§ What the task asks
Give the data below again, word for word.

§ Exercise materials
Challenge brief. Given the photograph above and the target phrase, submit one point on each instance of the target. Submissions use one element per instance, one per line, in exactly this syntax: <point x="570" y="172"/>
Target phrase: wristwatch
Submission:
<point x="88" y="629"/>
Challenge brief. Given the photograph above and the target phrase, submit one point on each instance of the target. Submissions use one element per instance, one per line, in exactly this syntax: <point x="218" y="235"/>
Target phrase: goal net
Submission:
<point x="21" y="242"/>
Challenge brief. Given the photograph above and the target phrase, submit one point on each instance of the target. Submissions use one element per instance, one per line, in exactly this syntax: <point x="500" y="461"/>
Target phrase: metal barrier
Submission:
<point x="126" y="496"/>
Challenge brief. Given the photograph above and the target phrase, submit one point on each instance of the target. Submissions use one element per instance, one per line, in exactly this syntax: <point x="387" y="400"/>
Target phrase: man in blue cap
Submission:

§ Result of the task
Challenge brief. Given the photograph above and the target phrase, submit one point on each instance of the target. Submissions use one element per instance, one per line, in exactly this syntax: <point x="570" y="172"/>
Target phrase: wristwatch
Submission:
<point x="88" y="629"/>
Challenge brief. Given the photograph above and the target phrase, submit one point on each instance of the target. Submissions use one element per instance, one per line, in exactly this syntax: <point x="218" y="235"/>
Target phrase: goal net
Submission:
<point x="21" y="242"/>
Challenge brief. Given the photograph above and the target phrase, submit one point on each instance of the target. Submissions use one element per instance, one per line, in exactly this syntax: <point x="500" y="461"/>
Target phrase: metal barrier
Submission:
<point x="126" y="496"/>
Challenge brief. Given the photograph above and the target phrase, submit one point on each instance of the target. Submissions use one element per instance, one per line, in exactly this syntax: <point x="387" y="400"/>
Target phrase: man in blue cap
Submission:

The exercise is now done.